Task to carry out:
Return, character for character, the lines from the one bearing "canopy, one per instance" through the end of the material. Omit everything before that line.

Coordinate annotation records:
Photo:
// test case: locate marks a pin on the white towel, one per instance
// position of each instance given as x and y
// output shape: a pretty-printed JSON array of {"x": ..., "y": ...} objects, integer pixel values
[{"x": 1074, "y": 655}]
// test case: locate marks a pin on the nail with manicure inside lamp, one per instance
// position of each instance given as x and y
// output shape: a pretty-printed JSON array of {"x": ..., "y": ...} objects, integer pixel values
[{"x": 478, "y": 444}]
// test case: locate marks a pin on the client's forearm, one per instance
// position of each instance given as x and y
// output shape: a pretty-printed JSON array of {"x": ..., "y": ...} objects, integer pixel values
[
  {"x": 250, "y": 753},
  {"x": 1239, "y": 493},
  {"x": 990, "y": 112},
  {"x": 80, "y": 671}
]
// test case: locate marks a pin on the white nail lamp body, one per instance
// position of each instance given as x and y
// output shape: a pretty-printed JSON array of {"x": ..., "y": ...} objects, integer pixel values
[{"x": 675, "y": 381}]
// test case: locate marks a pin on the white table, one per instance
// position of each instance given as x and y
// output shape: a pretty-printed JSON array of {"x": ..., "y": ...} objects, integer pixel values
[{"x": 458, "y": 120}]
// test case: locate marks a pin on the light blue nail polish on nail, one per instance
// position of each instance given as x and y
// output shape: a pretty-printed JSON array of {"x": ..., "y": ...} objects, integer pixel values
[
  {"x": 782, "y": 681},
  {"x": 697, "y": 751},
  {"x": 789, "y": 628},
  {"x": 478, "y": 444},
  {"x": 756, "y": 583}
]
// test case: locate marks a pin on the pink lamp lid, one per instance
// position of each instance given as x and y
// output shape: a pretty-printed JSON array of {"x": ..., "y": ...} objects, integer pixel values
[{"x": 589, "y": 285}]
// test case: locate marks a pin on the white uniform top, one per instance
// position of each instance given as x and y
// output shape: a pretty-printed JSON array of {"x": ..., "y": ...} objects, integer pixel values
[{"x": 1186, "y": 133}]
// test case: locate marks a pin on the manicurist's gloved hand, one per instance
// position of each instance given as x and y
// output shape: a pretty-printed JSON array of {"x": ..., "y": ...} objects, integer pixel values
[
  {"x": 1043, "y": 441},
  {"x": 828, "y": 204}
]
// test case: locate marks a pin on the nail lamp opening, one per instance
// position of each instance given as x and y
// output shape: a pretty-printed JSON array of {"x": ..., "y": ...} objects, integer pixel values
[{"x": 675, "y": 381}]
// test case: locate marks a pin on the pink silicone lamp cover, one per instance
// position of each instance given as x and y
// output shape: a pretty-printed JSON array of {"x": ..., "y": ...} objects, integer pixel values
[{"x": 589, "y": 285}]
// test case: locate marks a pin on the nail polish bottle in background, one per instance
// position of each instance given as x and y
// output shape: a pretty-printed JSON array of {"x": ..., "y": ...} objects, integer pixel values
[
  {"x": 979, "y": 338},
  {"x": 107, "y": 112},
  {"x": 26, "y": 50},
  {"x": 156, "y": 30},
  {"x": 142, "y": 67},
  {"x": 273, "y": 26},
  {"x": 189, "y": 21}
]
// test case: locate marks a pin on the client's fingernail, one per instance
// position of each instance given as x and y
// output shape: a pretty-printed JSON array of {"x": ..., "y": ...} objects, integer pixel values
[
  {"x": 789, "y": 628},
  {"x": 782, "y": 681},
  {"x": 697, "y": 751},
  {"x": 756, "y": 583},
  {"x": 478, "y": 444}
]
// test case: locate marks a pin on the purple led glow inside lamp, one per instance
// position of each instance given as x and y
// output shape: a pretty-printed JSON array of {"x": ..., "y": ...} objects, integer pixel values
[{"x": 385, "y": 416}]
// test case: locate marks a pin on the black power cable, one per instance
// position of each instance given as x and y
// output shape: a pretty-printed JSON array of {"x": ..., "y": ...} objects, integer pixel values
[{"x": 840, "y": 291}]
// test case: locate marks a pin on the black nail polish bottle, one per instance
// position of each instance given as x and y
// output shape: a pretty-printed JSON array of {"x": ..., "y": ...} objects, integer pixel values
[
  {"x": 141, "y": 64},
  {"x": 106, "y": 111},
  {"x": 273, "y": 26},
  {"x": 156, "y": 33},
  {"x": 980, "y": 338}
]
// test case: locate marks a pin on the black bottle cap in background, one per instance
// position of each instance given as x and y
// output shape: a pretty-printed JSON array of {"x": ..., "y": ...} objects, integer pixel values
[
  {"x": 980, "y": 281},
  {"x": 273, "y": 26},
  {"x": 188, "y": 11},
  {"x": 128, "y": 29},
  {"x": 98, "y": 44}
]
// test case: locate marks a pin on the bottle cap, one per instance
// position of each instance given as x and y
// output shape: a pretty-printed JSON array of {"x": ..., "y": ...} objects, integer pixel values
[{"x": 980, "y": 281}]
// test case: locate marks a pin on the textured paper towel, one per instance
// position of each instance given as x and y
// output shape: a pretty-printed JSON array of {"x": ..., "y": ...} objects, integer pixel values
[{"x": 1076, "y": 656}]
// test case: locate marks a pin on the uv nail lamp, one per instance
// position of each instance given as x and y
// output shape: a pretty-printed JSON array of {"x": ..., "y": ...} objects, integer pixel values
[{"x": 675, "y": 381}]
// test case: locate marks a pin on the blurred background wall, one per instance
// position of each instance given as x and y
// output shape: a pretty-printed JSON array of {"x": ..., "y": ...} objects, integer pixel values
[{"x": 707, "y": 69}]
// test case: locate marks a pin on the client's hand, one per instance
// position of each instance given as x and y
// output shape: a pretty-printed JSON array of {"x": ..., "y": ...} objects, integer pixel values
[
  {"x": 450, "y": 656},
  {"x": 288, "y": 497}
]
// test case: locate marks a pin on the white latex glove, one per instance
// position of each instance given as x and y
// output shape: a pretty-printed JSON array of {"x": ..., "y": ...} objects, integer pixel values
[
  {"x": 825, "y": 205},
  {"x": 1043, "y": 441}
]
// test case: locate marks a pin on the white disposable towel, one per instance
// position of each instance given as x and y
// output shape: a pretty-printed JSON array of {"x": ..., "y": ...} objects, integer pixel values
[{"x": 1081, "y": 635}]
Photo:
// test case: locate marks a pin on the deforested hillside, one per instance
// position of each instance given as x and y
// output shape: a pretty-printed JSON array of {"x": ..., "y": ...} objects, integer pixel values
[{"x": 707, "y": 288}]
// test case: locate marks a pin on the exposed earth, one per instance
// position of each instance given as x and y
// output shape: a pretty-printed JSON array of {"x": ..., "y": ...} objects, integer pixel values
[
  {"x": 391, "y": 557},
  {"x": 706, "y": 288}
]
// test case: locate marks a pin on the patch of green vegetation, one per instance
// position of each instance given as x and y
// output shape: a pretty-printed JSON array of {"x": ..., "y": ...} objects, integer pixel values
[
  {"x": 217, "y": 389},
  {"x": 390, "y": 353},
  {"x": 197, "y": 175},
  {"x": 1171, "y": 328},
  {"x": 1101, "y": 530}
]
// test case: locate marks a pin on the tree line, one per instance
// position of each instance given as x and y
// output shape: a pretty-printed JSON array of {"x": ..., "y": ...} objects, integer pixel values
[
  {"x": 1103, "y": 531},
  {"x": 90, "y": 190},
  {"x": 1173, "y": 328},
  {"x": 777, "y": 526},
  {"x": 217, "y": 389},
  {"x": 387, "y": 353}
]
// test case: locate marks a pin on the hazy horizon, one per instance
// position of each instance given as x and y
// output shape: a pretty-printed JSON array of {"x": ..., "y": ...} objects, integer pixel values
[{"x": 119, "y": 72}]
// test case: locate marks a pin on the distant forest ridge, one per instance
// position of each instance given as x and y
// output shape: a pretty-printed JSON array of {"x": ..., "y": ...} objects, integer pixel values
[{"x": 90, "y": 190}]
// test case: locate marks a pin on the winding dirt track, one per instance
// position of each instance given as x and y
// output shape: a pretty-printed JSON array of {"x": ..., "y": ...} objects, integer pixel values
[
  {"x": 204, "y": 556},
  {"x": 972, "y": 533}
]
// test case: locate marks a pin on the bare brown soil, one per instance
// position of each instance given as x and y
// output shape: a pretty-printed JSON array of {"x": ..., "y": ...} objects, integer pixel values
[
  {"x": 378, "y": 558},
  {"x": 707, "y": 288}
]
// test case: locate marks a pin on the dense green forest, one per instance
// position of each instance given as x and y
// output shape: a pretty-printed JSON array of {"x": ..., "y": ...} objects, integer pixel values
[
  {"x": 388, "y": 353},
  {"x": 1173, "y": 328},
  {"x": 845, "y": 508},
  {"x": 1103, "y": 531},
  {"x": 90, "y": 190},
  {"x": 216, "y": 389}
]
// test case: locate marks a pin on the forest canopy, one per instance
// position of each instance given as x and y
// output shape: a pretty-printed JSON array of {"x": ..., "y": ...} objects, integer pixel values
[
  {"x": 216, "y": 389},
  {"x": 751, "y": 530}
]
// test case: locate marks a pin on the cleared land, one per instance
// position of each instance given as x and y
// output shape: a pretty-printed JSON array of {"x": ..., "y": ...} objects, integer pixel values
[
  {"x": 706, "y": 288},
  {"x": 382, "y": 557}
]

Result of the task:
// test case: locate marks a pin on the forest canopy, one per instance
// position of each instance given as x and y
// output shape: a pretty-printed JSON array of {"x": ..., "y": ...} objects, integer pixel values
[
  {"x": 216, "y": 389},
  {"x": 751, "y": 530}
]
// test case: locate marks a pin on the cleared land, one per instance
// position of each instance given as x and y
// output shape: a pretty-printed JSON array of {"x": ..., "y": ...} objects, integer pixel values
[
  {"x": 706, "y": 288},
  {"x": 382, "y": 557}
]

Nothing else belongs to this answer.